§ Exercise material
_ _ _ _

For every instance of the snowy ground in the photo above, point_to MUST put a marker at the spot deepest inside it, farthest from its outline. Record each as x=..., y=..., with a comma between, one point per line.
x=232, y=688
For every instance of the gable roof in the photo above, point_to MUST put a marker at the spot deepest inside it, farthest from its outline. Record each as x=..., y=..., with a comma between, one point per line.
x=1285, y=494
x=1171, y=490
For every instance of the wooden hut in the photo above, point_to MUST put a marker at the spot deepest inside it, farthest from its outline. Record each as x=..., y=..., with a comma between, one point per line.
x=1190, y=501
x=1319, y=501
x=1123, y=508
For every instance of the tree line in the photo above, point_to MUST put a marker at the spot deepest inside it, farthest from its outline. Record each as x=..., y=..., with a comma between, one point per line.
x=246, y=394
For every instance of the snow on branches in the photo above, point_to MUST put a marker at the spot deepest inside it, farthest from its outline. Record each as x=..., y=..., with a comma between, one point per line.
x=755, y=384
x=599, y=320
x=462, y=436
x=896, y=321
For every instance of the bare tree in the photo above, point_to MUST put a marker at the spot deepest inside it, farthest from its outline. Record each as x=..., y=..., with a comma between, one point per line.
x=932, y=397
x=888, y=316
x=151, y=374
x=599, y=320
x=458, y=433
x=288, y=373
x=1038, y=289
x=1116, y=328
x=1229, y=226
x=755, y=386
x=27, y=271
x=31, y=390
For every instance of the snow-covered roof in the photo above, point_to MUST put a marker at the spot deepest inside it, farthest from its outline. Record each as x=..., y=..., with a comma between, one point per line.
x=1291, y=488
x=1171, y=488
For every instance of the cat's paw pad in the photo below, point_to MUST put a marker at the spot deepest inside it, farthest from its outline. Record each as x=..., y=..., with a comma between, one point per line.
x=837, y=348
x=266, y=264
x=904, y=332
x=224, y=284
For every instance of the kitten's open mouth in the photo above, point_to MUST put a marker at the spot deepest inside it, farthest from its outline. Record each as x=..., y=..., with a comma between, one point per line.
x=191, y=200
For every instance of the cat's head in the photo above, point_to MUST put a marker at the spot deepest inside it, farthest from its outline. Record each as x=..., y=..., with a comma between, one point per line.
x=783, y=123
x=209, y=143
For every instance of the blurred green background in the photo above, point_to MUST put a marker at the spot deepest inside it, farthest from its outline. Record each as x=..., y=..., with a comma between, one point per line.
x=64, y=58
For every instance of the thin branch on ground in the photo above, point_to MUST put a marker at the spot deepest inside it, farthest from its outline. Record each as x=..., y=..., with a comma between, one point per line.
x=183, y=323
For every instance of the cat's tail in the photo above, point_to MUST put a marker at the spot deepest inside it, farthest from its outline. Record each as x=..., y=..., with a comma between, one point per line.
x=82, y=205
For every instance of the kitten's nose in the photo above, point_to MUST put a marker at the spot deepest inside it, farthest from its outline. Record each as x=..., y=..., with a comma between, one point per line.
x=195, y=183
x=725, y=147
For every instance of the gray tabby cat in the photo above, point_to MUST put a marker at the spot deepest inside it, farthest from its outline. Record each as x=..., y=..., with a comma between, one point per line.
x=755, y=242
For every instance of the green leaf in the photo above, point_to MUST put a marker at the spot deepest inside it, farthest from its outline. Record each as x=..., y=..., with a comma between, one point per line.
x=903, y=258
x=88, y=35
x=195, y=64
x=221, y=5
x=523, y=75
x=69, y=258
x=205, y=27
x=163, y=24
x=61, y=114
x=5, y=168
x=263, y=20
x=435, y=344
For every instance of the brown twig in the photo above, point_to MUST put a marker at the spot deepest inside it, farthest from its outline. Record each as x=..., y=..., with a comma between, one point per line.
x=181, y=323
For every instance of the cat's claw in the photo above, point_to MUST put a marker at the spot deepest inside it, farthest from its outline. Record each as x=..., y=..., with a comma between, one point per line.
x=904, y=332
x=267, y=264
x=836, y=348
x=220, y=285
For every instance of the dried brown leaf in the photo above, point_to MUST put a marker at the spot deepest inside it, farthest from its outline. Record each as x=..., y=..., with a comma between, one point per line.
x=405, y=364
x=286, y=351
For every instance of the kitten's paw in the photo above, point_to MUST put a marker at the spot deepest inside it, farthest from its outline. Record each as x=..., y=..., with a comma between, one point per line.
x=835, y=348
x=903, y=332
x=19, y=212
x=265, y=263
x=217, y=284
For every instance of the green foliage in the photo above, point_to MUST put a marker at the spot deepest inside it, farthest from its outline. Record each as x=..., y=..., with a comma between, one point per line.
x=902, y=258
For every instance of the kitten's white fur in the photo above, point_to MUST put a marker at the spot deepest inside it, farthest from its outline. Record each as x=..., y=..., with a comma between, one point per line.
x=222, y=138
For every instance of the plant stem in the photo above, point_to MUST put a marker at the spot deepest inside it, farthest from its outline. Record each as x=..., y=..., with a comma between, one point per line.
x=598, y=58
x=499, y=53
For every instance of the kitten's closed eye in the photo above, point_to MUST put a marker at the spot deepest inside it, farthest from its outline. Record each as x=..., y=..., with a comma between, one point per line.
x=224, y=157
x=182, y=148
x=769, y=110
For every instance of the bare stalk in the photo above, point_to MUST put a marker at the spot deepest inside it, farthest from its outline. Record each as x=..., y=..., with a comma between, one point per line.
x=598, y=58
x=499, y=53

_ _ _ _

§ Task description
Each line above should be duplicated without any alteration.

§ Answer to this exercise
For every instance of the snowy ground in the photo above, point_to MUST put a marker at the spot deepest inside it, farthest from its outline. Record each as x=..., y=..., with a comma between, one point per line.
x=232, y=688
For every instance of the gable roof in the photo above, point_to MUST put a marker at the spot deepest inside it, farthest from its outline. Record each as x=..., y=..., with a comma between, one point per line.
x=1285, y=494
x=1171, y=490
For every instance of the wooden hut in the photo above, point_to MUST put a marker at the spot deepest inside it, farthest from its outline. Record each as x=..., y=..., with a comma between, one point per line.
x=1190, y=501
x=1319, y=501
x=1123, y=508
For every instance of the tree line in the photo above, point_to MUST put a marker at the spot deepest inside it, farthest from its outline. Record each as x=..., y=..., with a comma between, one point per line.
x=246, y=394
For every instance of the snow on branches in the photo above, point_to MUST put a marker at the spot deepest inside it, farthest from its outline. Record each as x=..., y=..., with a comma between, one point per line.
x=755, y=384
x=599, y=320
x=462, y=436
x=896, y=321
For every instance of the bare tree in the photo above, point_to MUST put a marker at the spot deepest inside it, farthest from its outline. Record each as x=..., y=..., with a comma between, one point per line.
x=932, y=397
x=888, y=316
x=151, y=374
x=599, y=320
x=458, y=433
x=288, y=373
x=1038, y=289
x=1116, y=328
x=1229, y=226
x=755, y=386
x=27, y=271
x=31, y=390
For every instance of the snow-covered roof in the photo above, point_to MUST put a marker at the spot deepest inside it, farthest from its outline. Record each as x=..., y=..., with a comma between, one point per line.
x=1291, y=488
x=1171, y=488
For every instance of the cat's paw pad in the photo below, point_to MUST put a marker at the spot deepest inside it, farthest from its outline. Record each as x=..., y=..., with a comma between, one point per line.
x=837, y=348
x=266, y=264
x=904, y=332
x=224, y=284
For every instance of the kitten's open mouth in the photo above, point_to MUST put a marker at the spot deepest inside it, farthest from its outline. Record each as x=..., y=..., with a comma between, one point per line.
x=191, y=200
For every instance of the cat's head in the photo above, point_to MUST put a marker at the spot deepest inside it, farthest from its outline. Record each as x=..., y=..., with a comma between, one point per line.
x=783, y=123
x=209, y=143
For every instance of the blurred green background in the photo above, point_to MUST put a marker at the spot deepest inside it, farthest from its outline. Record each as x=..., y=..., with a comma between, one point per line.
x=64, y=58
For every instance of the thin branch on ground in the photo above, point_to MUST put a marker at the spot deepest inside it, farthest from its outline. Record each as x=..., y=..., with a comma between, one point per line.
x=183, y=323
For every instance of the cat's tail in the photo above, point_to MUST put a marker at the spot deepest inside it, farthest from its outline. Record each as x=..., y=..., with a comma between, one point per line.
x=82, y=205
For every instance of the kitten's nose in the photo above, point_to MUST put a marker at the spot deepest inside it, farthest from its outline. Record each as x=..., y=..., with a comma between, one point per line.
x=195, y=183
x=725, y=147
For every instance of the gray tabby cat in the photo above, point_to MUST put a marker at the spot deepest inside it, farthest from its outline. Record each as x=..., y=..., with a comma between, one point per line.
x=755, y=242
For every instance of the green leaf in the photo above, point_to MUST put a marker at the spot deepest inside it, farthest from its outline. Record each as x=..., y=..., with a comma between, one point per line.
x=903, y=258
x=88, y=35
x=195, y=64
x=221, y=5
x=523, y=75
x=69, y=258
x=205, y=27
x=163, y=24
x=61, y=114
x=5, y=168
x=263, y=20
x=435, y=344
For every instance of the brown twig in the photo above, point_to MUST put a marker at the spot deepest inside it, farthest from its outline. Record each as x=..., y=..., with a comma between, one point per line.
x=181, y=323
For every instance of the cat's claw in the photo above, point_to MUST put a marker at the spot deepest inside it, farthest from its outline. Record each as x=..., y=..., with a comma between, one point per line.
x=904, y=332
x=267, y=264
x=836, y=348
x=220, y=285
For every instance of the dried brown leaf in the photo above, point_to MUST put a marker at the spot deepest inside it, farthest from its outline. Record each as x=..., y=..., with a comma between, one point per line.
x=405, y=364
x=286, y=351
For every instance of the kitten's paw in the photo above, point_to MUST put a marker at the spot deepest inside it, farthest from its outline. Record each as x=..., y=..., with a comma between, one point per line.
x=835, y=348
x=903, y=332
x=19, y=212
x=265, y=263
x=217, y=284
For every instance of the green foliage in the photo above, point_to MUST put a marker at the spot deepest inside it, farthest from its outline. Record each as x=..., y=..., with a comma between, one point per line.
x=902, y=258
For every instance of the kitten's white fur in the photo above, point_to MUST put a marker at the spot deepest inside it, farthest from its outline. Record each as x=..., y=..., with a comma between, one point per line.
x=222, y=138
For every instance of the plant stem in the photo above, point_to MUST put a marker at the spot deepest inside it, farthest from its outline. Record each as x=..., y=..., with a comma between, one point per line.
x=598, y=58
x=499, y=53
For every instance of the kitten's closed eye in the photo above, point_to MUST put a marker at the spot deepest inside it, farthest from its outline. Record each as x=..., y=..., with a comma between, one point per line.
x=224, y=157
x=182, y=148
x=769, y=110
For every instance of the bare stalk in the photo above, point_to MUST put a marker at the spot deepest inside it, farthest from its outline. Record each as x=..., y=..., with a comma between, one point per line.
x=598, y=58
x=499, y=53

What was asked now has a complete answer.